* **What is expected**:
Extract every line of the records below that contains the string "window". Matching is case-sensitive.
** begin Dataset rows **
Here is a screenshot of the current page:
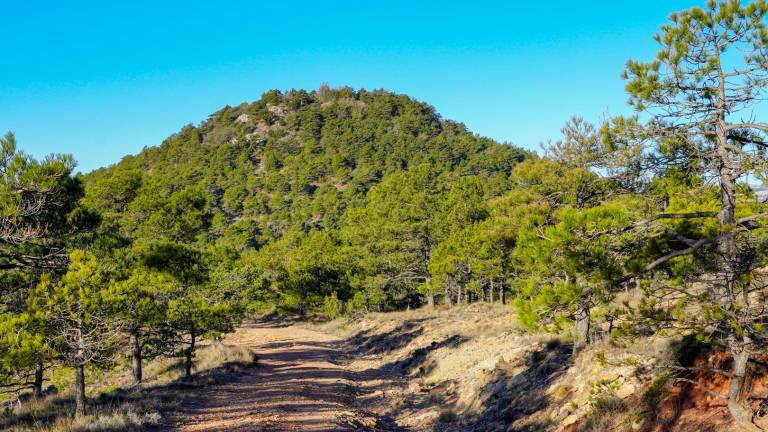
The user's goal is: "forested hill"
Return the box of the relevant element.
[84,86,527,308]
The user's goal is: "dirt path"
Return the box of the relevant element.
[166,324,402,432]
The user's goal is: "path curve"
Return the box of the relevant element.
[167,323,399,432]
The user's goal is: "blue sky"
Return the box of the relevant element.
[0,0,703,172]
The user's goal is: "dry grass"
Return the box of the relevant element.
[0,343,255,432]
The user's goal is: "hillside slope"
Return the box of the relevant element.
[85,87,526,250]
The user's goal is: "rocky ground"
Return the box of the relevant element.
[165,305,768,432]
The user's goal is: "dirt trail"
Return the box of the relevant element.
[166,323,402,432]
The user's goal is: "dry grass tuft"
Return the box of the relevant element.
[0,342,256,432]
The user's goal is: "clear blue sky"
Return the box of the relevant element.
[0,0,703,172]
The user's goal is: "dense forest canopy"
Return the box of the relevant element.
[83,86,532,313]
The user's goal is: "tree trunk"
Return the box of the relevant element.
[728,347,763,432]
[75,364,85,417]
[184,328,195,378]
[714,55,761,431]
[131,333,142,384]
[573,305,590,357]
[488,279,494,304]
[32,361,43,398]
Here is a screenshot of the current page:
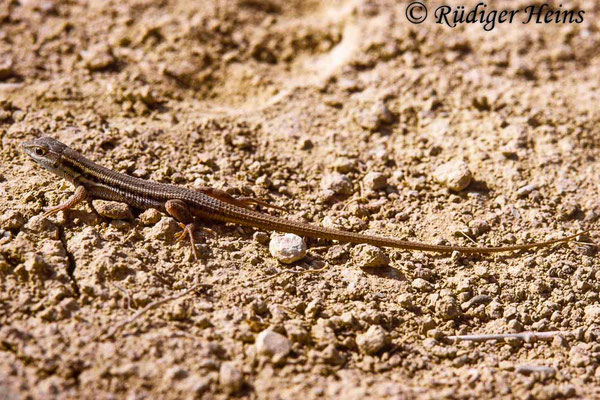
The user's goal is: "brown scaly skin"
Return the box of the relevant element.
[23,137,587,255]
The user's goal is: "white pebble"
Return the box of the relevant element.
[356,325,388,355]
[255,329,292,361]
[219,362,244,394]
[363,172,387,191]
[433,161,473,192]
[269,233,306,264]
[352,244,390,268]
[321,173,353,195]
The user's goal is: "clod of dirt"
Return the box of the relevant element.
[321,173,354,198]
[255,329,292,362]
[433,161,472,192]
[356,325,389,355]
[81,43,116,71]
[219,362,244,394]
[352,244,390,268]
[363,172,387,191]
[269,233,306,264]
[411,278,433,292]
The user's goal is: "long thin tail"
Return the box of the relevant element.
[208,204,590,254]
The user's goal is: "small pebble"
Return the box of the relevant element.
[398,293,414,309]
[363,172,387,191]
[255,329,292,361]
[149,217,181,240]
[0,58,15,81]
[356,325,388,355]
[354,102,394,131]
[320,343,346,365]
[435,296,462,320]
[411,278,433,292]
[584,304,600,324]
[433,161,472,192]
[332,158,356,174]
[517,184,538,199]
[0,210,26,229]
[81,43,115,71]
[93,200,133,219]
[321,173,353,197]
[219,362,244,394]
[165,366,188,381]
[269,233,306,264]
[283,320,310,344]
[352,244,390,268]
[140,208,161,226]
[252,231,269,244]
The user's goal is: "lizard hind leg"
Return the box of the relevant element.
[165,199,198,260]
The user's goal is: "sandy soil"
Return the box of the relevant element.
[0,0,600,399]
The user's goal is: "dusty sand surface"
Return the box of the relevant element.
[0,0,600,399]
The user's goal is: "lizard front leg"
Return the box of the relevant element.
[42,185,88,217]
[165,199,198,260]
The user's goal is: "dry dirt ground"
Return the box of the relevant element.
[0,0,600,399]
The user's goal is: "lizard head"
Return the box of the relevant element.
[23,136,67,176]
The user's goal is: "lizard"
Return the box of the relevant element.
[22,136,588,259]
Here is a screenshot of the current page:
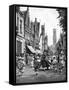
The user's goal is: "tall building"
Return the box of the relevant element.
[34,18,40,49]
[53,28,56,46]
[40,25,45,52]
[16,7,25,55]
[44,35,48,50]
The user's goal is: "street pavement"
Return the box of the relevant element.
[16,66,66,83]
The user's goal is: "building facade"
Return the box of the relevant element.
[41,25,45,52]
[53,28,56,46]
[16,8,25,56]
[44,35,48,50]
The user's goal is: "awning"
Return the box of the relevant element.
[27,45,36,53]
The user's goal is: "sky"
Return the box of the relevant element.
[20,7,62,46]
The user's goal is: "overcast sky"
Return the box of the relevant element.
[20,7,61,46]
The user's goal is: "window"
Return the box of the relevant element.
[20,20,22,34]
[17,41,22,54]
[17,17,19,28]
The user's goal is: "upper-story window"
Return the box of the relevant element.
[17,17,19,29]
[20,20,22,34]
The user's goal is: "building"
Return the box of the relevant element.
[34,18,40,49]
[53,28,56,46]
[16,7,25,56]
[44,35,48,50]
[40,25,45,52]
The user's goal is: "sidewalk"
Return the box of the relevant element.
[22,66,36,77]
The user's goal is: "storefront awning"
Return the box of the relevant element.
[27,45,36,53]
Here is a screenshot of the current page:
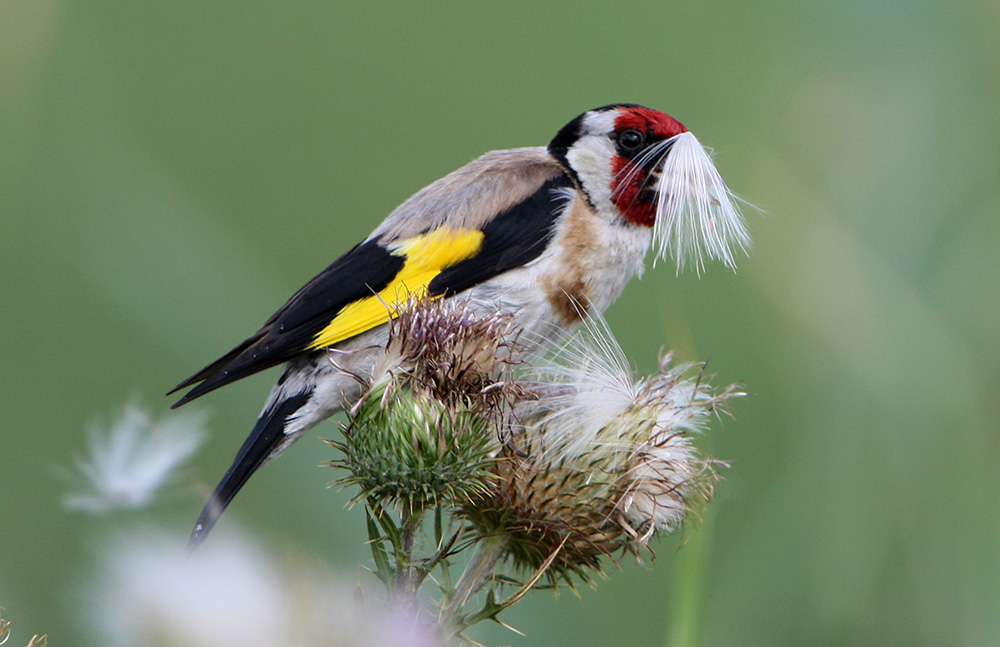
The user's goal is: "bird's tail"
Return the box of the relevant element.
[188,393,311,550]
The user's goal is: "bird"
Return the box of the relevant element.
[168,103,749,549]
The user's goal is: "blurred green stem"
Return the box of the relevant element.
[664,509,713,647]
[395,507,424,604]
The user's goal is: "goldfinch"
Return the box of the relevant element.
[171,104,749,547]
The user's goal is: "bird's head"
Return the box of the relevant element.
[548,104,750,271]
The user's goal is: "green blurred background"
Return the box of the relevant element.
[0,0,1000,646]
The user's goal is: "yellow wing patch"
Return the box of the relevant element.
[308,227,483,350]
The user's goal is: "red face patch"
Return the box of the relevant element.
[615,106,687,140]
[611,106,687,227]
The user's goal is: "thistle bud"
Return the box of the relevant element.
[329,299,517,510]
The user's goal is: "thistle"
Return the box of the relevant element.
[330,299,742,636]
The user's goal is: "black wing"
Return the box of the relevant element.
[170,175,572,408]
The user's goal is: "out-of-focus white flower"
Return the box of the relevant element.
[63,405,205,514]
[87,531,439,647]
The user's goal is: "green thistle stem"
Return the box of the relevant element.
[438,533,508,627]
[395,508,424,604]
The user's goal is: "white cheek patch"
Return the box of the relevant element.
[566,135,615,205]
[653,132,750,274]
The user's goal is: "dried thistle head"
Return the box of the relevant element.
[462,322,735,580]
[331,299,519,509]
[373,298,521,410]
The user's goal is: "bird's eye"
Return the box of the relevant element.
[618,129,646,153]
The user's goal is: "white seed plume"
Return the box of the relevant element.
[650,132,750,274]
[522,315,638,460]
[518,318,742,543]
[63,405,205,514]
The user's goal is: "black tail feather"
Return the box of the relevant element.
[188,392,311,550]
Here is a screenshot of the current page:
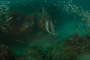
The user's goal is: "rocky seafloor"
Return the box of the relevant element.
[0,33,90,60]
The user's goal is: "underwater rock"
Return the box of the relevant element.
[47,33,90,60]
[0,44,15,60]
[16,46,43,60]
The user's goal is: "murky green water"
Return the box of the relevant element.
[0,0,90,60]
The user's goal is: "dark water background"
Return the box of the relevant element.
[0,0,90,59]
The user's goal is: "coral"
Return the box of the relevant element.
[47,33,90,60]
[0,44,15,60]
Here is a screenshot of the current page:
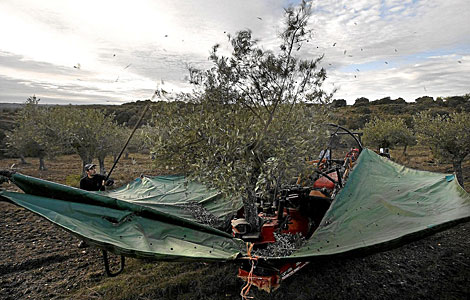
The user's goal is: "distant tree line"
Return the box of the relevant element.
[332,93,470,112]
[4,96,147,174]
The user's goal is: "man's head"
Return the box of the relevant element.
[85,164,96,177]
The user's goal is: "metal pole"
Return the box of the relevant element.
[105,103,150,181]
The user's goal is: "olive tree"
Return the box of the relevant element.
[414,112,470,186]
[363,118,416,153]
[6,96,61,170]
[50,105,121,173]
[149,2,331,228]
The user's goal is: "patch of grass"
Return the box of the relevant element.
[69,259,241,300]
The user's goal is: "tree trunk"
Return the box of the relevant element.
[80,156,93,176]
[243,188,259,232]
[452,159,464,187]
[20,154,29,165]
[98,157,106,175]
[39,157,47,171]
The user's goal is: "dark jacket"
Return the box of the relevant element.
[80,174,106,191]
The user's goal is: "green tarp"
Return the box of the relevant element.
[0,149,470,261]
** end Dataset rows **
* **Solution to this task**:
The user's goal is: "window"
The user's goal is: "upper-story window"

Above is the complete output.